§ Okuma parçası
========================================
İçişleri Bakanı Süleyman Soylu, Anayasa Mahkemesi'nin (AYM) “Şehirlerarası karayollarında gösteri ve yürüyüş düzenlenemez” hükmünü iptal etmesine yönelik kararını eleştirmiş, “Madem özgür bir ülkeyiz, ana caddelerde, sokaklarda özgürce yürüyüş hakkının ortadan kaldırılmasını onayladınız. Polis koruması almana gerek yok. Bisikletinle işe git gel bakalım. Anayasa Mahkemesi Başkanı'na söylüyorum kendi arabamla tek başına gitmeye ben varım sen var mısın?” ifadelerini kullanmıştı.
Gazeteci Habertürk yazarı Fatih Altaylı, bugünkü köşe yazısında Soylu'nun bu sözlerini eleştirdi.
========================================
(Görüntü sınır etiketleme verileri)
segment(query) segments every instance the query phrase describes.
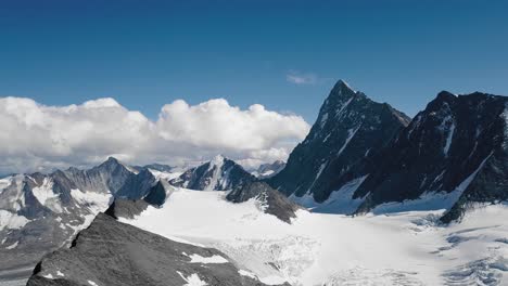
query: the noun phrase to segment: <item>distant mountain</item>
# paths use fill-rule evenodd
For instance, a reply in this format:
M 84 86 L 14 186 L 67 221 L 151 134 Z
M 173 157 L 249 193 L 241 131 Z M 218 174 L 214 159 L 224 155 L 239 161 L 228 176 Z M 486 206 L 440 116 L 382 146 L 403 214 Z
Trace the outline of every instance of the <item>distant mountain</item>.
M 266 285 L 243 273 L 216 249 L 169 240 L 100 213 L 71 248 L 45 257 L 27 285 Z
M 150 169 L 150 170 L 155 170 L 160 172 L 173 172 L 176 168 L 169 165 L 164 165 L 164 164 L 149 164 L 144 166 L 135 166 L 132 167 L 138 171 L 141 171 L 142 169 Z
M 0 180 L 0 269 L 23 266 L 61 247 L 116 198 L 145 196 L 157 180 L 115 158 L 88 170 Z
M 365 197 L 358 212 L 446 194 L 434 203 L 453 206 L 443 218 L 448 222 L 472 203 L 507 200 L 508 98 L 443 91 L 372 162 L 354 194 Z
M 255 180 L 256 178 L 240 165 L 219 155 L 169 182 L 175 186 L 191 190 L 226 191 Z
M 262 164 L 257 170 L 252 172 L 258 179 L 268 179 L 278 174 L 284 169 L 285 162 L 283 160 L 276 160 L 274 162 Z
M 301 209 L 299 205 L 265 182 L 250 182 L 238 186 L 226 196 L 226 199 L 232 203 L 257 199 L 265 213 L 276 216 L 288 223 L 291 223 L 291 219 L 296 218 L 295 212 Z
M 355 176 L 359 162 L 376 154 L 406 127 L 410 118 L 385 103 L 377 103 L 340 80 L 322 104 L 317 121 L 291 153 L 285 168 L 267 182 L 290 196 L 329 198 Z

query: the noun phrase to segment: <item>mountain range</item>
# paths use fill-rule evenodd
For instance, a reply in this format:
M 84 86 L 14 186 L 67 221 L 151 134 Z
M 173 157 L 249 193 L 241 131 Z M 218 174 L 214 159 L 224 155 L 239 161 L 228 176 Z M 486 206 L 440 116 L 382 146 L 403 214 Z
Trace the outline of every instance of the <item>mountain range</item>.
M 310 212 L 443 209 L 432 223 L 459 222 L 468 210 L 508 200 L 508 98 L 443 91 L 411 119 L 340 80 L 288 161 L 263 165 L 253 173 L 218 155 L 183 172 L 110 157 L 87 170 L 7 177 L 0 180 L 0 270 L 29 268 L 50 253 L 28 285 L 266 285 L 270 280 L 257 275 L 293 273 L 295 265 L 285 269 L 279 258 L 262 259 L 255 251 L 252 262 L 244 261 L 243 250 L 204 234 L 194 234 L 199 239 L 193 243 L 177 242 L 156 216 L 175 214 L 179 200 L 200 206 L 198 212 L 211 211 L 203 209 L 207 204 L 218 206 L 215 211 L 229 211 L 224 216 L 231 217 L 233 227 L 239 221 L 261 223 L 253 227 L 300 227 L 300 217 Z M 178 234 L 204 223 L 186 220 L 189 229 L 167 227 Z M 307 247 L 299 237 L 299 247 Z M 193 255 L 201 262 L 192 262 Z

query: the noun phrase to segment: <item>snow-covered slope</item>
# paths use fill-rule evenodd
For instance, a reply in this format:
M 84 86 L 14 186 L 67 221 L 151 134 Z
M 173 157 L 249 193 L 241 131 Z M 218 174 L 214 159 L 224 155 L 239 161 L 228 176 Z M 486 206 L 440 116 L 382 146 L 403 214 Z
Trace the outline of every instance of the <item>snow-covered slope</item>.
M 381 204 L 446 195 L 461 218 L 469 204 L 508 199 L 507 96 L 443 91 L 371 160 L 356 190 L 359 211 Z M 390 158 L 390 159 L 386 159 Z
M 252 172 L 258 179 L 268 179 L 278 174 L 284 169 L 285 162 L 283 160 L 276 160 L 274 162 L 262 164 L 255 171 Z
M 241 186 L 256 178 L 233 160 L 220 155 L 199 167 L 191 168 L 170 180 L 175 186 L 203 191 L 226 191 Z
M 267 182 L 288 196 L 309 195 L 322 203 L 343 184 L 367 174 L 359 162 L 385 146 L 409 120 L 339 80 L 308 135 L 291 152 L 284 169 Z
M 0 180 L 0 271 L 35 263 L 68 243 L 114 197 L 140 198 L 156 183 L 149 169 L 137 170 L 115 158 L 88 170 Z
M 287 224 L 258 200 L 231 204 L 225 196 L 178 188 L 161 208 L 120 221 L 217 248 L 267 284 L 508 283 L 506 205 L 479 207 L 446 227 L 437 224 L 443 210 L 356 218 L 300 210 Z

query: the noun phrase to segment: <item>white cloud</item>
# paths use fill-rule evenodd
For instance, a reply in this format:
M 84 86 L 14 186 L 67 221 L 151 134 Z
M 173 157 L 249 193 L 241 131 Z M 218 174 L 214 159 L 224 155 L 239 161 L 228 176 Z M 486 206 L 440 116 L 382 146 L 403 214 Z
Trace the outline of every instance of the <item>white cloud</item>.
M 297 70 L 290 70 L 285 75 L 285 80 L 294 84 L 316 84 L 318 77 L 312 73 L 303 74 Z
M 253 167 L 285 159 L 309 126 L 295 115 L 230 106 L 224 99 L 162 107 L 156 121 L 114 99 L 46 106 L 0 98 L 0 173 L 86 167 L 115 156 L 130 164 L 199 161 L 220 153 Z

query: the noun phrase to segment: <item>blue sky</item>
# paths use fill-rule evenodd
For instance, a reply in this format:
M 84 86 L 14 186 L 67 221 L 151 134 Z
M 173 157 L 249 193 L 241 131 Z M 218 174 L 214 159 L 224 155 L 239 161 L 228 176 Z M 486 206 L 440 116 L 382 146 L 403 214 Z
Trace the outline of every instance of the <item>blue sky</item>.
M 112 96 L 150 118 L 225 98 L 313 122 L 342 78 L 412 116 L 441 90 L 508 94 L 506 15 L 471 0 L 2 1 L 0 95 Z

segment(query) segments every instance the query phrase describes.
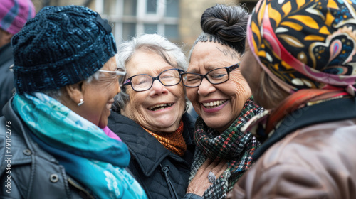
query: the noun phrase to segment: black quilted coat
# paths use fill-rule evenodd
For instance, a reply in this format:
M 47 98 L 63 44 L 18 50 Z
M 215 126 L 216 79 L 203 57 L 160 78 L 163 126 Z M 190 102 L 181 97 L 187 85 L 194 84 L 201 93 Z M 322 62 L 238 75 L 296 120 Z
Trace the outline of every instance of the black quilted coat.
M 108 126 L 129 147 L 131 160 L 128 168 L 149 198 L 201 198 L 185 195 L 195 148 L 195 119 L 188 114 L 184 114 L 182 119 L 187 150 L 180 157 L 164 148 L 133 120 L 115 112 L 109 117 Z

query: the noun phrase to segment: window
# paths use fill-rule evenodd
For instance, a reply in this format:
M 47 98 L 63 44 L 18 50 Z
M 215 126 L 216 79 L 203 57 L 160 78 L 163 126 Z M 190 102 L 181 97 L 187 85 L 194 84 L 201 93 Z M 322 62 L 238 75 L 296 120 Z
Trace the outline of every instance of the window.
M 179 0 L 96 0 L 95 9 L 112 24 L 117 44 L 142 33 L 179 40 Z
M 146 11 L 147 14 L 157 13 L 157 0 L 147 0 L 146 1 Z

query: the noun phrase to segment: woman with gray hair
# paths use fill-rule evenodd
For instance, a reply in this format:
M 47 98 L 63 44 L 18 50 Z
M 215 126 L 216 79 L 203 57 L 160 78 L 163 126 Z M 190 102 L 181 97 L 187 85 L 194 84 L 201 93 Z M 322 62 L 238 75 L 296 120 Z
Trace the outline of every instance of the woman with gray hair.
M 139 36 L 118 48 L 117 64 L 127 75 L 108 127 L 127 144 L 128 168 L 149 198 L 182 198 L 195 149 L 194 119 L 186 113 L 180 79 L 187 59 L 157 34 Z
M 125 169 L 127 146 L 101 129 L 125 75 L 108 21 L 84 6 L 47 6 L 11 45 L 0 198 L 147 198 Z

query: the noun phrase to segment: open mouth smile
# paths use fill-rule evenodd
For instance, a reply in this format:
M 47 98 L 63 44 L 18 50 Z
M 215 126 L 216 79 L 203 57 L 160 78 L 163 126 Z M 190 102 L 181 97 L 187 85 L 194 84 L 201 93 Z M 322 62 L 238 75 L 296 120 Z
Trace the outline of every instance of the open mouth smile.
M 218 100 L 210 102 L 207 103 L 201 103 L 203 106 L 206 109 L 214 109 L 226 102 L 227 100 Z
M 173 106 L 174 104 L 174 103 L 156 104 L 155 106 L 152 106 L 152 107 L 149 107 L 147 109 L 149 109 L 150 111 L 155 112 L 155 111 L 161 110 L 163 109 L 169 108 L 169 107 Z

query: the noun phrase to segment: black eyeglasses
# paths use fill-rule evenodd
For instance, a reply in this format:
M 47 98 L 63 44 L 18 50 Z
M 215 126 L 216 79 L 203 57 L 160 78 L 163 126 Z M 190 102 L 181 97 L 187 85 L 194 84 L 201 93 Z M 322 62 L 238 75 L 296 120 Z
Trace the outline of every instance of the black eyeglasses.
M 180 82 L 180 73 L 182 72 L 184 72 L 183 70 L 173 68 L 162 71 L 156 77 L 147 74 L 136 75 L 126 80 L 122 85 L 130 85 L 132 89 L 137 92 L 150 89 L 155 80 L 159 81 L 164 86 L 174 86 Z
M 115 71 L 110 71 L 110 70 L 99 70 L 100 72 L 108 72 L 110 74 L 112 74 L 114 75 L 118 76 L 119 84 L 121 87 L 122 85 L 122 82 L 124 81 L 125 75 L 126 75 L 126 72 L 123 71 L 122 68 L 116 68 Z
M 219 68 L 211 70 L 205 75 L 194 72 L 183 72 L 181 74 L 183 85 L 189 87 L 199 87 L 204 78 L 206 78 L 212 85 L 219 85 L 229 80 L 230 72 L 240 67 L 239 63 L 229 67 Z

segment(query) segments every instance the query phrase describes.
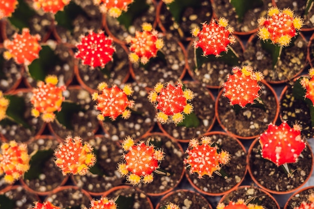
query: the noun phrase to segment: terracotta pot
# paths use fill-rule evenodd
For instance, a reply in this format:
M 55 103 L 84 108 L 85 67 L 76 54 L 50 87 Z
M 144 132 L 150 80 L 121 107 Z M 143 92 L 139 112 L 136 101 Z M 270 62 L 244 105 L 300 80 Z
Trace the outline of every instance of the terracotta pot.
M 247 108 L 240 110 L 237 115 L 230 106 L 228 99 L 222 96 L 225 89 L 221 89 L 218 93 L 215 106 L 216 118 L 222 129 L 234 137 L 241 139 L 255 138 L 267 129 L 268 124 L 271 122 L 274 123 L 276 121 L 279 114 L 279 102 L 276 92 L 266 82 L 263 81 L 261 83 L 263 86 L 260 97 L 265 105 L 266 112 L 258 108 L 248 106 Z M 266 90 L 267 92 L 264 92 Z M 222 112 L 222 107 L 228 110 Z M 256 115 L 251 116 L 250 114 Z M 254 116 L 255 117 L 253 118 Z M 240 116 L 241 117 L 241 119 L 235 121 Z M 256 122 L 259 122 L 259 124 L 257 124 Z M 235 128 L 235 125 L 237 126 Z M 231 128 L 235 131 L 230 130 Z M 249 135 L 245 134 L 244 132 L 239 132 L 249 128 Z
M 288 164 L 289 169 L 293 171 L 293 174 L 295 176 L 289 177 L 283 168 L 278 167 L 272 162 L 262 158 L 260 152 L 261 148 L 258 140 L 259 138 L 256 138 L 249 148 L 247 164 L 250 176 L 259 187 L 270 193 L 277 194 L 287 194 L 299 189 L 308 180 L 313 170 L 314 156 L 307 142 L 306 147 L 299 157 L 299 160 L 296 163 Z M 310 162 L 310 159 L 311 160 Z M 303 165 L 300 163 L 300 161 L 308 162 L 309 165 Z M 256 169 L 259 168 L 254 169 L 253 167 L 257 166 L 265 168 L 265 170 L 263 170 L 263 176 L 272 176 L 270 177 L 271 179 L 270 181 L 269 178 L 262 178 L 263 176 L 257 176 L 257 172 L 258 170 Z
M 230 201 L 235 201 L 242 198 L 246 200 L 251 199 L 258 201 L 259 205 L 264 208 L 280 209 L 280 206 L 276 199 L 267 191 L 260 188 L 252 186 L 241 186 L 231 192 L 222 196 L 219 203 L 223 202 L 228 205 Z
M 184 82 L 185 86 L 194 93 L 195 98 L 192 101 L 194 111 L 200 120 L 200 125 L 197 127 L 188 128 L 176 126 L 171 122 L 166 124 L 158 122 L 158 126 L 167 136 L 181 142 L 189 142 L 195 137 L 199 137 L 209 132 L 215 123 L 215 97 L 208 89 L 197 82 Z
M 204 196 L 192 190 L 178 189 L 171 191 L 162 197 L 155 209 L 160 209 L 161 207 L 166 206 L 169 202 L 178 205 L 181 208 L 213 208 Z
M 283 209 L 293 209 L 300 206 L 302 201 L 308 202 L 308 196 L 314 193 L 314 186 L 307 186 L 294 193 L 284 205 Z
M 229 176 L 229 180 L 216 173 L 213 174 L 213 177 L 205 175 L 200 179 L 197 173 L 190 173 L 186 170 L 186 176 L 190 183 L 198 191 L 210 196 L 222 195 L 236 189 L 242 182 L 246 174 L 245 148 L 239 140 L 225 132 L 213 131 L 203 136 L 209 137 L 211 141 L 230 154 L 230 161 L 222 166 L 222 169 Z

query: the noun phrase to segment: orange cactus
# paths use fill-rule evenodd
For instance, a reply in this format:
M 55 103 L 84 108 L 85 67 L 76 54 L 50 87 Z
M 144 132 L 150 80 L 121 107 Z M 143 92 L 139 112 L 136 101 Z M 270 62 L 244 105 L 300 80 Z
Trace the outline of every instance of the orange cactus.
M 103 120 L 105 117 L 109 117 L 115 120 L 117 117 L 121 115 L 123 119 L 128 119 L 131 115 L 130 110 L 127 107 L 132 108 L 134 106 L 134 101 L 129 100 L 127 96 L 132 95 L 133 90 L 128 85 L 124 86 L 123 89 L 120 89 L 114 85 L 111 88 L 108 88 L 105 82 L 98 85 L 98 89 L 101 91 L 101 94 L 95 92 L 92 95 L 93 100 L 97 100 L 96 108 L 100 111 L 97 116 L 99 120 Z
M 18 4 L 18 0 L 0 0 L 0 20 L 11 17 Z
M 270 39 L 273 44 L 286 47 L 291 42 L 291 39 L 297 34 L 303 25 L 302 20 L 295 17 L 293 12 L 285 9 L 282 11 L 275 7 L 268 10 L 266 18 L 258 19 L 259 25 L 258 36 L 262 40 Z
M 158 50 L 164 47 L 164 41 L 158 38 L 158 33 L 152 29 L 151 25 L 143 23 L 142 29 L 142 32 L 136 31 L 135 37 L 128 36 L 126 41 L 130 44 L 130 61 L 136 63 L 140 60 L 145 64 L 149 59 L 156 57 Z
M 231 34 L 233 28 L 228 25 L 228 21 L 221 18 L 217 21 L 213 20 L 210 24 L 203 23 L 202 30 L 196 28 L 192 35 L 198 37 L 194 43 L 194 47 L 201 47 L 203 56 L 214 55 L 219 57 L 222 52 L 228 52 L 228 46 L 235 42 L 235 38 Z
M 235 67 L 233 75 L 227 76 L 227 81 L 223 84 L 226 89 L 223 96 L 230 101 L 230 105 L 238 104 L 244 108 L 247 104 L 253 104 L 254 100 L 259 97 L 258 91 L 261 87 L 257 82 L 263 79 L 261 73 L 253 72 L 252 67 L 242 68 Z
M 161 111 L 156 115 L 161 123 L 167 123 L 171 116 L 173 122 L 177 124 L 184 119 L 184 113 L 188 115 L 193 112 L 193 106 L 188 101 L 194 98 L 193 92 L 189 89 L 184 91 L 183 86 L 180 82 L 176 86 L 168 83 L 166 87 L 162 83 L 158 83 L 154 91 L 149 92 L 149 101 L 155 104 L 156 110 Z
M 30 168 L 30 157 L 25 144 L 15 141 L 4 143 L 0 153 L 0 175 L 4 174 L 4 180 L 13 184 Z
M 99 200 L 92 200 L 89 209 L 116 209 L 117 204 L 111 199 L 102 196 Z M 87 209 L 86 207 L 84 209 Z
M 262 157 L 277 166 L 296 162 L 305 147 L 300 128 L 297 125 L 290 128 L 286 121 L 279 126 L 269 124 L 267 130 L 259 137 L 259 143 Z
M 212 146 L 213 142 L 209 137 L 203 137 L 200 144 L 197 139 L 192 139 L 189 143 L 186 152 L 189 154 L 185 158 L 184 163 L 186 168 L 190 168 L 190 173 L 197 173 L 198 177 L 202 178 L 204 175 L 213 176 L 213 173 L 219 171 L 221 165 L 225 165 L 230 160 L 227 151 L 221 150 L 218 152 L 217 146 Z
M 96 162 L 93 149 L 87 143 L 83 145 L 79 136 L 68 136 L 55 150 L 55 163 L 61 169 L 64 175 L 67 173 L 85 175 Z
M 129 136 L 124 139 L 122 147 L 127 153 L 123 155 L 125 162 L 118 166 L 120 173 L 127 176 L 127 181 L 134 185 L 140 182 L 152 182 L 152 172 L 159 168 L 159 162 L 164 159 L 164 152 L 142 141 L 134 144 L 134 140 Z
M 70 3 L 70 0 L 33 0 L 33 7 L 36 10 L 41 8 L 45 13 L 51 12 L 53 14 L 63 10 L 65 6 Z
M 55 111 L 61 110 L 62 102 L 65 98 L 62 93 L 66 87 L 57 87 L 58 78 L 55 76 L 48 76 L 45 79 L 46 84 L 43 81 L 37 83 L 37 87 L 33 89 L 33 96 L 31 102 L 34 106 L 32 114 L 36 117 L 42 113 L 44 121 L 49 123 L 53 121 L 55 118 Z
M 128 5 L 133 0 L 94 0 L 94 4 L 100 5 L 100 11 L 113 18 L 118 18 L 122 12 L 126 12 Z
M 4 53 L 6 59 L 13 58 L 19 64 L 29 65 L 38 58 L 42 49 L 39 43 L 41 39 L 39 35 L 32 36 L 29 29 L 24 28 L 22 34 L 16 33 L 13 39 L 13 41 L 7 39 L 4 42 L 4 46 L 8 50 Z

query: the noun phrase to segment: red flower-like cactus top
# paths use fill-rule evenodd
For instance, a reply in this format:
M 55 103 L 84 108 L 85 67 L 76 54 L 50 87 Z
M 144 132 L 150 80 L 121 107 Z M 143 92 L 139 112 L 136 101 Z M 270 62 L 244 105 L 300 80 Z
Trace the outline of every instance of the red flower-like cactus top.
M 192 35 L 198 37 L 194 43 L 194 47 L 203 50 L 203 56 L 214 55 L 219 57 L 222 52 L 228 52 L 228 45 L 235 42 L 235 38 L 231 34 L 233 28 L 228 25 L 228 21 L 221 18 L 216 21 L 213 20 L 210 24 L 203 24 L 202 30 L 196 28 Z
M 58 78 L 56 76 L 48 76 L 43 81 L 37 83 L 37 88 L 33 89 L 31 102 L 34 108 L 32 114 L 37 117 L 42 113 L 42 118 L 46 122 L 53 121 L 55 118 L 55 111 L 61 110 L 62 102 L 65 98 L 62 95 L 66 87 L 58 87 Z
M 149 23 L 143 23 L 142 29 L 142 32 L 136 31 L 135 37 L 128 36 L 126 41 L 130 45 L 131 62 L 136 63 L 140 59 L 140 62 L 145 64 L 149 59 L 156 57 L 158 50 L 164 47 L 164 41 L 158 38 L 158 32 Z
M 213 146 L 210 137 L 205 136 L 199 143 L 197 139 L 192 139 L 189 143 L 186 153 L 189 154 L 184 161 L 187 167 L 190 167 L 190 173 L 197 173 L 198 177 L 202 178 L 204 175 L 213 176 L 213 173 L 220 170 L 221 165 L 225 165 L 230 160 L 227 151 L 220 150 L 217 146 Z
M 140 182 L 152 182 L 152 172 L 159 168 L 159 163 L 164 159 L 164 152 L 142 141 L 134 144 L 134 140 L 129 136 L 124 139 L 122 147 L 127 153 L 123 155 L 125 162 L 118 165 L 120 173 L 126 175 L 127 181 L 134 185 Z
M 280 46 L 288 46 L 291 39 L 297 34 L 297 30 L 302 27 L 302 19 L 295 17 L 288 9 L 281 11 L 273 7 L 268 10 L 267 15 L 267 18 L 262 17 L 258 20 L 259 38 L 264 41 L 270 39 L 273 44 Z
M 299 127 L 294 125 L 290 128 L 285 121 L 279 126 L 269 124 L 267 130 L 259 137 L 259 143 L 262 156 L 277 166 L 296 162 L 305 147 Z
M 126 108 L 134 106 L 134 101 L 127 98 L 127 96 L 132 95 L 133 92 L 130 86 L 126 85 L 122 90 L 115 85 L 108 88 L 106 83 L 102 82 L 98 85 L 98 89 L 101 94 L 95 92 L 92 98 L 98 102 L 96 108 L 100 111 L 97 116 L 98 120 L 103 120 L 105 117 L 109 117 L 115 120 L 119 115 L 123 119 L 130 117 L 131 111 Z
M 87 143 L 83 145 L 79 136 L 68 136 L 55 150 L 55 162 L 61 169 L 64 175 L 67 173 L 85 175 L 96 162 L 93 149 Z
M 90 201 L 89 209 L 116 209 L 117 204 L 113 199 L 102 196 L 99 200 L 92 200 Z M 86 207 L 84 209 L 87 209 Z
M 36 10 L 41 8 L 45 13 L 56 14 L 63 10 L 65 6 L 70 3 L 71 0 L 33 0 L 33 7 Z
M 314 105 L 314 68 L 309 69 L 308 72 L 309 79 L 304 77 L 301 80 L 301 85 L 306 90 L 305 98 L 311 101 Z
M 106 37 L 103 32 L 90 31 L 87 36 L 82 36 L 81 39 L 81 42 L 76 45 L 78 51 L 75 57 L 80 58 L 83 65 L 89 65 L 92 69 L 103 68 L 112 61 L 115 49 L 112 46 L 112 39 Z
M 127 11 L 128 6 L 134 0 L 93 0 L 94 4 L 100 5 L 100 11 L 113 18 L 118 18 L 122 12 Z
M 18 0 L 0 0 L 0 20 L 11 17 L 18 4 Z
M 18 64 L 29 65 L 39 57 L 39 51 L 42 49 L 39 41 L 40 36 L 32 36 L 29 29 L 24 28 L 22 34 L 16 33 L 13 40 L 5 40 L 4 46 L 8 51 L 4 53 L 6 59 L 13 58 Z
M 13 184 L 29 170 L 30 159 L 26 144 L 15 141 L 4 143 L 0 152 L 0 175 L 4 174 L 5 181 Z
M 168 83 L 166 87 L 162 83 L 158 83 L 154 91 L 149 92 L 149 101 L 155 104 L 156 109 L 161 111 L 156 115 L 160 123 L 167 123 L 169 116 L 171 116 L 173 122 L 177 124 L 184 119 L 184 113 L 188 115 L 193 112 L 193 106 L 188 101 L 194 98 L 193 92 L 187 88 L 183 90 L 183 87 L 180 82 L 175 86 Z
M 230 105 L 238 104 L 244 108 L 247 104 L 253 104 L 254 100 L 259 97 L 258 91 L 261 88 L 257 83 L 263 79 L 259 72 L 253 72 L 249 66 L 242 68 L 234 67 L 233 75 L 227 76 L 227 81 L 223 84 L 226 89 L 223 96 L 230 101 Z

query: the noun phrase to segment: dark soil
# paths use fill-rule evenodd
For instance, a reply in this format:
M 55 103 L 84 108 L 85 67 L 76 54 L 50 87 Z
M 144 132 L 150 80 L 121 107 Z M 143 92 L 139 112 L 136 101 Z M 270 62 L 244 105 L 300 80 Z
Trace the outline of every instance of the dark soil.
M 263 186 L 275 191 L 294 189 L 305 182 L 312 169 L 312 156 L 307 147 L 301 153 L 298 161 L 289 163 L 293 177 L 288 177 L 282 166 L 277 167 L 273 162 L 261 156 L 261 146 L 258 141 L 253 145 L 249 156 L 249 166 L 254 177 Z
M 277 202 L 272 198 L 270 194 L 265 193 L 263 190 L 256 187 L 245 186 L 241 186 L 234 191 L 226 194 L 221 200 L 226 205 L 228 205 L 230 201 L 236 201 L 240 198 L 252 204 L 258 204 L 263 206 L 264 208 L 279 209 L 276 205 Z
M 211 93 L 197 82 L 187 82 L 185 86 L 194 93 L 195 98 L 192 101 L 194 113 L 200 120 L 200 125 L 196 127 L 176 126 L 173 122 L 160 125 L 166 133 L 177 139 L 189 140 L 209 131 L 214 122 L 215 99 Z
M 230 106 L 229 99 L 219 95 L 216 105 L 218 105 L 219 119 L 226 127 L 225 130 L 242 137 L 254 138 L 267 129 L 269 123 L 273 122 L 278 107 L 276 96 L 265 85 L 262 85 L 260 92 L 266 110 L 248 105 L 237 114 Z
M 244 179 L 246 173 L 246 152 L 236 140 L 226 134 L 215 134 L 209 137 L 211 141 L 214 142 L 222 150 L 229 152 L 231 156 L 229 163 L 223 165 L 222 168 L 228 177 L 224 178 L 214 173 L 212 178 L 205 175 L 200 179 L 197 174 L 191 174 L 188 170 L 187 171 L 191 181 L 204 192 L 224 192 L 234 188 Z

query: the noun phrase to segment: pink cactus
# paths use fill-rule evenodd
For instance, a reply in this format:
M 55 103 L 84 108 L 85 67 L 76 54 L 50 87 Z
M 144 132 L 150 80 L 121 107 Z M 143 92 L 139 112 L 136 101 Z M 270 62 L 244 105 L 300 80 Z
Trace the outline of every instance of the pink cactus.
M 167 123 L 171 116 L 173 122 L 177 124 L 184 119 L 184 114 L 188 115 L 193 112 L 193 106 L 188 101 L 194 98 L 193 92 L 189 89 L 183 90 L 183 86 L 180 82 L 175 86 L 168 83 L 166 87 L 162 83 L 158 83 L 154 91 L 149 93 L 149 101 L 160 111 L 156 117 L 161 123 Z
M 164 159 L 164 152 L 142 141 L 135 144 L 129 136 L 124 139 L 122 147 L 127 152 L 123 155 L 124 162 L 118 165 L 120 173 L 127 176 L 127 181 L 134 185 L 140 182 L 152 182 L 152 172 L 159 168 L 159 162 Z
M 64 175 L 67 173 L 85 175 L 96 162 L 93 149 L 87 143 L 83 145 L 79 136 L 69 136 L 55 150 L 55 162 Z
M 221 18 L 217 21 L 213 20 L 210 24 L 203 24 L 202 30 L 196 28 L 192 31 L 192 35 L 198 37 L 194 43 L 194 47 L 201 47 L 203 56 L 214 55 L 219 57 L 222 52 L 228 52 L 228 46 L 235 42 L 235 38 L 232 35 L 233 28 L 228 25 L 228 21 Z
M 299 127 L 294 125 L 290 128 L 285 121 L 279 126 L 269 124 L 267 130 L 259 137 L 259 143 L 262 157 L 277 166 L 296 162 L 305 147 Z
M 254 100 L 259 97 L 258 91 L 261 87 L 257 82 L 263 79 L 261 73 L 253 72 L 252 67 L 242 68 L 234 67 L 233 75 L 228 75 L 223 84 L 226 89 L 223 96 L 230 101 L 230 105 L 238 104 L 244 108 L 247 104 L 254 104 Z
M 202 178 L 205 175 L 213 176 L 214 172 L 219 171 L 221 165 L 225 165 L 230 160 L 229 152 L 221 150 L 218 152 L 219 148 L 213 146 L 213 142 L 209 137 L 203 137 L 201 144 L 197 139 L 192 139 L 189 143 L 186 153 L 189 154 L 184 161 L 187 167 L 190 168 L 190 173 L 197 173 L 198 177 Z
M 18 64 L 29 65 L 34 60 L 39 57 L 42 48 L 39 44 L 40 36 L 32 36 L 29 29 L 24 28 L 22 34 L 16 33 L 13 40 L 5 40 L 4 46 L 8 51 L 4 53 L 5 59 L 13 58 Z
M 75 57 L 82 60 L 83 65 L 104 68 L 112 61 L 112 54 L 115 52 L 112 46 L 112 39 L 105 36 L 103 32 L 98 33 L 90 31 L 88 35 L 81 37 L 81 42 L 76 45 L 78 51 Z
========================================
§ Görevler ve alıştırmalar
[a] Okuma parçasında "İçişleri Bakanı Süleyman" ile başlayıp "bu sözlerini eleştirdi." ile biten bölümü, "Bisikletinle" yerine "Otobüsle" koyarak yeniden yazın.
[b] Okuma parçasına göre lütfen şu soruları yanıtlayın:
(i) Süleyman Soylu'nun görevi nedir?
(ii) Anayasa Mahkemesi hangi hükmü iptal etti?
(iii) Fatih Altaylı, Soylu'nun sözlerini nerede eleştirdi?

§ Sonuçlar
[a]
İçişleri Bakanı Süleyman Soylu, Anayasa Mahkemesi'nin (AYM) “Şehirlerarası karayollarında gösteri ve yürüyüş düzenlenemez” hükmünü iptal etmesine yönelik kararını eleştirmiş, “Madem özgür bir ülkeyiz, ana caddelerde, sokaklarda özgürce yürüyüş hakkının ortadan kaldırılmasını onayladınız. Polis koruması almana gerek yok. Otobüsle işe git gel bakalım. Anayasa Mahkemesi Başkanı'na söylüyorum kendi arabamla tek başına gitmeye ben varım sen var mısın?” ifadelerini kullanmıştı.
Gazeteci Habertürk yazarı Fatih Altaylı, bugünkü köşe yazısında Soylu'nun bu sözlerini eleştirdi.

[b]
(i) İçişleri Bakanı.
(ii) "Şehirlerarası karayollarında gösteri ve yürüyüş düzenlenemez" hükmünü.
(iii) Bugünkü köşe yazısında.